- Goal
Copy out every line in the data below that contains the string "paddleboard". Matching is case-sensitive.

- Records to use
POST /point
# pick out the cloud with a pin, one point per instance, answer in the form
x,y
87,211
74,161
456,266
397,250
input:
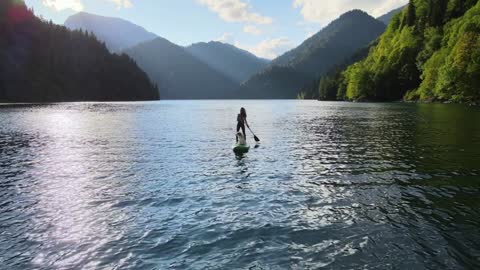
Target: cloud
x,y
324,12
235,11
122,3
77,5
60,5
252,29
226,37
269,48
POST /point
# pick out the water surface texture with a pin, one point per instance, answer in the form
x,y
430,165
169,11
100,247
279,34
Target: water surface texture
x,y
157,186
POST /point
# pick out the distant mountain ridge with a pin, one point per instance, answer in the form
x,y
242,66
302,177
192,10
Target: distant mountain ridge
x,y
237,64
179,74
59,65
287,74
118,34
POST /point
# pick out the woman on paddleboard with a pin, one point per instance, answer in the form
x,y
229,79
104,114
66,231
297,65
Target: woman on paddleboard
x,y
242,121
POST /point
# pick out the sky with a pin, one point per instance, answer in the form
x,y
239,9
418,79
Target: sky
x,y
267,28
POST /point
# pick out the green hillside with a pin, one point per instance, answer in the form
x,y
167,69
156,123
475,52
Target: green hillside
x,y
430,52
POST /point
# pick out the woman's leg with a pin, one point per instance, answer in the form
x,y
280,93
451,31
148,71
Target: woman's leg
x,y
238,129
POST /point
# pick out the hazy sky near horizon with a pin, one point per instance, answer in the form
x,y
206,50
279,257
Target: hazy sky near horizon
x,y
266,28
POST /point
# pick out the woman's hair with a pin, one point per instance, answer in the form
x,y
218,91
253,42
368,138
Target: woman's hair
x,y
243,112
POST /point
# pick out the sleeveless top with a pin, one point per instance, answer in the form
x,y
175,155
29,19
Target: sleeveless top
x,y
240,119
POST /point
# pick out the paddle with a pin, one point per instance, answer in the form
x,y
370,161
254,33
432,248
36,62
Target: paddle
x,y
254,136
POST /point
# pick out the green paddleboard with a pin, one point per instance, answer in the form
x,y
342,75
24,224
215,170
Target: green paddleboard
x,y
241,148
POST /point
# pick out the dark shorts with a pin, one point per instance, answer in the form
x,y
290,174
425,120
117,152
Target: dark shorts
x,y
241,125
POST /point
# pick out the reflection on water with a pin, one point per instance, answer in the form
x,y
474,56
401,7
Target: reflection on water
x,y
156,185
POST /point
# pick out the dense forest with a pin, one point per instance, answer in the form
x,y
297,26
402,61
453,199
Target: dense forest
x,y
316,56
43,62
429,52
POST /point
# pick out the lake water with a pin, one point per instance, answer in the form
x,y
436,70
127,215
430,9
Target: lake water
x,y
156,186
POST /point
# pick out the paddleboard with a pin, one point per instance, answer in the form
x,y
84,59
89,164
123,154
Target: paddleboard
x,y
241,148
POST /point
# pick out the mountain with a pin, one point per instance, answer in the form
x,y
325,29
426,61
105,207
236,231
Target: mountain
x,y
325,88
179,74
288,73
430,52
386,18
237,64
117,34
43,62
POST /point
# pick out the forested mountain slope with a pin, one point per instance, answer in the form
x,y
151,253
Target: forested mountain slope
x,y
43,62
389,16
317,55
430,52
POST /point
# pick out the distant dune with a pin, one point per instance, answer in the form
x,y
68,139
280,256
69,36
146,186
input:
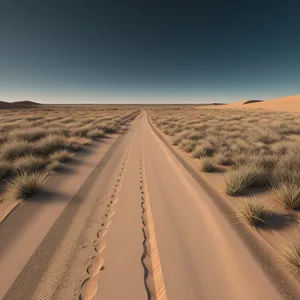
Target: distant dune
x,y
289,103
17,104
252,101
25,102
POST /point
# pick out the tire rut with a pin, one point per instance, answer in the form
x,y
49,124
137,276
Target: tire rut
x,y
89,286
153,276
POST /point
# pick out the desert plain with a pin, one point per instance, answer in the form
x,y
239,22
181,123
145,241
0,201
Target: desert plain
x,y
150,201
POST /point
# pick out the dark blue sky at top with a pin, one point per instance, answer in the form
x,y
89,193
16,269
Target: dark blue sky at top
x,y
217,49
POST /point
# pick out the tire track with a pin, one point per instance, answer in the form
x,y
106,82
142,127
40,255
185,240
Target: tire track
x,y
89,286
153,276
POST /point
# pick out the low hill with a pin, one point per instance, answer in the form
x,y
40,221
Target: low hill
x,y
17,104
25,102
288,104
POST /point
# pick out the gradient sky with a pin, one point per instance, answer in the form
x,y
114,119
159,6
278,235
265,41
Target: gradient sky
x,y
143,50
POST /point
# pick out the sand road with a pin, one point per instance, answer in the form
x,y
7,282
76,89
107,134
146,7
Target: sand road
x,y
153,233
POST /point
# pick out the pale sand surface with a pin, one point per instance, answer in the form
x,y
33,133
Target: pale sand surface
x,y
199,253
288,104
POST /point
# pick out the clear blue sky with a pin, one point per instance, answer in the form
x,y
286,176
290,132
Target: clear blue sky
x,y
131,51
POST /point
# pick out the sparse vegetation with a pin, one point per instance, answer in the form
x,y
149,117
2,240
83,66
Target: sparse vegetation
x,y
257,153
207,165
38,140
253,212
26,184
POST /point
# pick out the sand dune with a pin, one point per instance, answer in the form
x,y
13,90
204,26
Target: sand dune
x,y
289,104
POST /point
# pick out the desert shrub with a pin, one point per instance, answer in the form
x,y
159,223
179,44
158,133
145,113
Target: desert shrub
x,y
244,177
15,149
207,164
95,133
61,156
287,170
26,184
30,134
254,213
224,159
6,168
204,150
77,143
176,140
51,144
81,131
108,127
187,145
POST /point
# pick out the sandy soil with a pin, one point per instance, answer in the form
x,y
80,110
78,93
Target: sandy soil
x,y
140,227
288,104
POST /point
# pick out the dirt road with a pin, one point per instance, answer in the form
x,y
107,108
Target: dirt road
x,y
142,228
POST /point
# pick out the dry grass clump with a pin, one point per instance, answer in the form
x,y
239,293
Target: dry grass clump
x,y
257,146
29,163
26,184
253,212
207,164
244,177
61,156
15,149
50,144
30,135
6,169
40,139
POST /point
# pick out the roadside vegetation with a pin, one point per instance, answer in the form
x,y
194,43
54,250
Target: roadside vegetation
x,y
34,142
255,157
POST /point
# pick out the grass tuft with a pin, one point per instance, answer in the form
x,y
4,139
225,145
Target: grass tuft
x,y
207,164
15,149
243,177
30,163
254,213
61,156
6,168
26,184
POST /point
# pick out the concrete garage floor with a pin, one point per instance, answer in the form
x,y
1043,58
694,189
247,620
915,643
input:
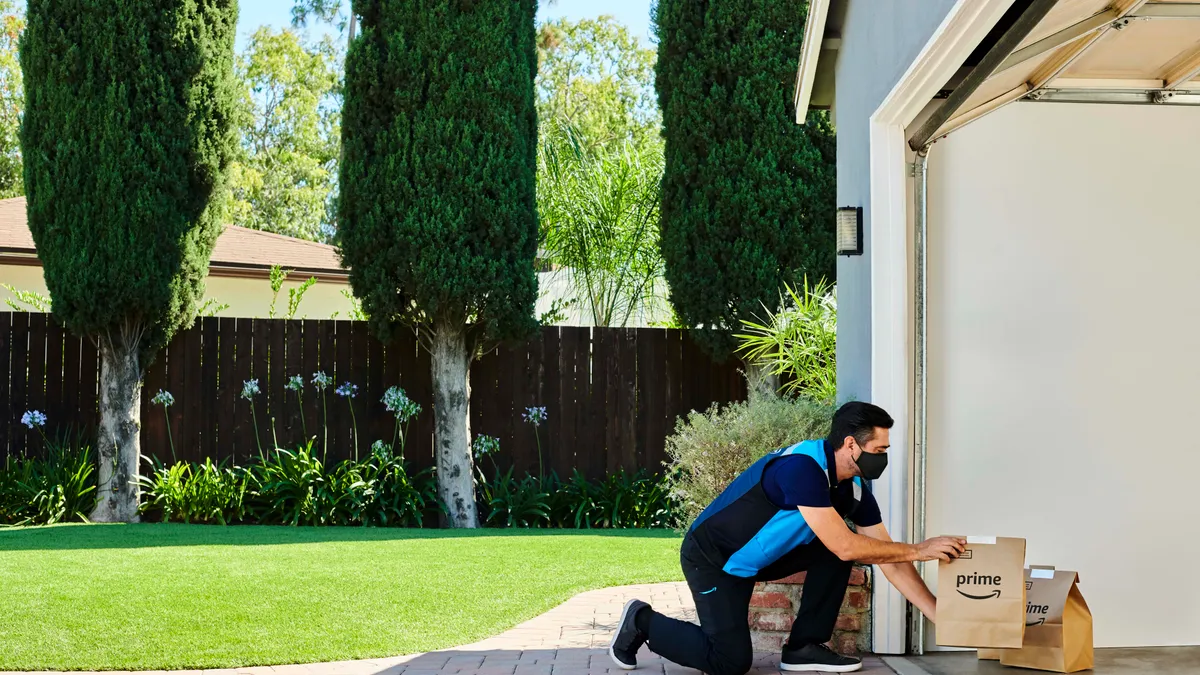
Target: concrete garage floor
x,y
1156,661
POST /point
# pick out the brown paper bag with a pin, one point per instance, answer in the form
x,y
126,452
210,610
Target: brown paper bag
x,y
981,596
1057,626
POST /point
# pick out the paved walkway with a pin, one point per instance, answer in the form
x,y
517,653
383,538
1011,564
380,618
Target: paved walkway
x,y
570,639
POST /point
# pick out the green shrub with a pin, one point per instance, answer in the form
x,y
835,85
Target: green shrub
x,y
203,493
709,449
57,488
516,502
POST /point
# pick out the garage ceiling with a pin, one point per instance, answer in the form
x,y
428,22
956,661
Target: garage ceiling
x,y
1077,51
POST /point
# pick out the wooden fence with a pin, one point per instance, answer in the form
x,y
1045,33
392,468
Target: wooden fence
x,y
612,395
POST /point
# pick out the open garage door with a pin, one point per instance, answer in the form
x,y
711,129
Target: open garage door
x,y
1065,352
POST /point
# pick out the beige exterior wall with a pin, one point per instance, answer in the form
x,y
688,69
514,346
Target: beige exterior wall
x,y
1062,351
245,297
22,278
252,298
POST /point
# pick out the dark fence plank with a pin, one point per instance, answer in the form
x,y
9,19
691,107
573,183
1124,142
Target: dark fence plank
x,y
329,413
185,401
245,443
155,440
298,426
19,381
89,383
377,423
71,378
196,424
345,366
35,387
55,407
210,362
227,387
551,396
312,396
570,341
7,406
611,395
277,375
604,401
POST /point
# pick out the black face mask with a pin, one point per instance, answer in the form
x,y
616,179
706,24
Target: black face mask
x,y
871,465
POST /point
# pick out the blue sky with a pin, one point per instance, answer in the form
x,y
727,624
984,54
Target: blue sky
x,y
634,13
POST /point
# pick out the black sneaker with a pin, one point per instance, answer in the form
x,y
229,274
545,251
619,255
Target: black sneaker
x,y
627,639
817,658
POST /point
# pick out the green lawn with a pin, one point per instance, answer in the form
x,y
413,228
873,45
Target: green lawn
x,y
129,597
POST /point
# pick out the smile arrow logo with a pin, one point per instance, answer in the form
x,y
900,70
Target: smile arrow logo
x,y
993,595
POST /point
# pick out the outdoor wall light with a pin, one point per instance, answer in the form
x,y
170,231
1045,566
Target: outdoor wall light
x,y
850,231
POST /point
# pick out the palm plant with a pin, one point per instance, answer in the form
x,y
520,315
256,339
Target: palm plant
x,y
600,214
798,342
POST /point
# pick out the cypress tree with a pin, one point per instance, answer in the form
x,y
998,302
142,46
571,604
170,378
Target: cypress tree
x,y
748,195
126,139
437,215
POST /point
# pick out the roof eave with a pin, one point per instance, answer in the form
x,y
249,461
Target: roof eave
x,y
810,54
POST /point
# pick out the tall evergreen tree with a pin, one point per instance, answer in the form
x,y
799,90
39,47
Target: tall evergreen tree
x,y
437,215
748,195
126,138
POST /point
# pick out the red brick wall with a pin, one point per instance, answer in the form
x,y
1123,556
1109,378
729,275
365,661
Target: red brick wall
x,y
774,604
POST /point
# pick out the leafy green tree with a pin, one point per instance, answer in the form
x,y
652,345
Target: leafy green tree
x,y
286,175
748,195
437,214
600,215
595,78
12,100
600,165
127,136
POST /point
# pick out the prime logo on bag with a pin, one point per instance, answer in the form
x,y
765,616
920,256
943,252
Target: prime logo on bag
x,y
982,595
1059,634
978,580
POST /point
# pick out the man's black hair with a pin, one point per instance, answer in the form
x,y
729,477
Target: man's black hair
x,y
858,419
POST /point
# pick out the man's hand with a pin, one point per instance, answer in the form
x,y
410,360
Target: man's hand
x,y
941,548
904,575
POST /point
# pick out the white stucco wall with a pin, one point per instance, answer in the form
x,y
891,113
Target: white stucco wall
x,y
879,42
245,297
1063,360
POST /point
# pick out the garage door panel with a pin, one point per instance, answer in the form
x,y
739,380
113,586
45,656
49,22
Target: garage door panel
x,y
1065,352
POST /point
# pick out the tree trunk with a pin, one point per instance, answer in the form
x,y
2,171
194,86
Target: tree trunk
x,y
760,381
451,432
119,448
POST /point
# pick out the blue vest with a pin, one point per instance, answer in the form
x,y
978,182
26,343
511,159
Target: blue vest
x,y
744,533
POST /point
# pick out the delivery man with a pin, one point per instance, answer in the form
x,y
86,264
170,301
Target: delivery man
x,y
785,514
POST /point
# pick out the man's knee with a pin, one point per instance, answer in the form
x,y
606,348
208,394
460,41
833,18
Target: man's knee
x,y
737,662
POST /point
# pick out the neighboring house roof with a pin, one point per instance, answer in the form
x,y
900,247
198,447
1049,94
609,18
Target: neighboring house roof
x,y
239,251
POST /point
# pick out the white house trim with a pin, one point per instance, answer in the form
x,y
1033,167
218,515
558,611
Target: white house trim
x,y
960,33
814,34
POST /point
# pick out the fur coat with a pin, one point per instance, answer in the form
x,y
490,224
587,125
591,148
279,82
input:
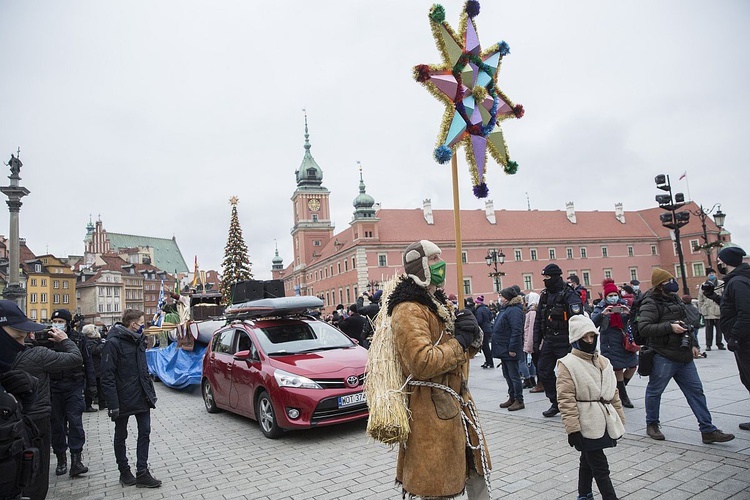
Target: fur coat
x,y
433,462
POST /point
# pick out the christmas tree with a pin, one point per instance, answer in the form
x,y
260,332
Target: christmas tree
x,y
236,265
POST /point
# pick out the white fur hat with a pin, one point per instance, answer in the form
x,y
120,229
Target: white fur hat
x,y
416,261
578,326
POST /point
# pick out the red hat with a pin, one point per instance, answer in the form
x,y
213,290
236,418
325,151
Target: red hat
x,y
610,287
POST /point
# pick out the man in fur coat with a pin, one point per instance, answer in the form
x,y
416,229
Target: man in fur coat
x,y
434,351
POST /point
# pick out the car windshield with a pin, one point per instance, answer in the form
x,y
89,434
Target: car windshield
x,y
301,336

- Exercise result
# pick out the woman on paddleboard with a pin, one point per instance, answer in the form
Target: woman on paddleboard
# pick out the green paddleboard with a pin, one point per instance, answer in the form
Target: green paddleboard
# pick out the paddleboard with a pin, one point per instance, answer in the form
Target: paddleboard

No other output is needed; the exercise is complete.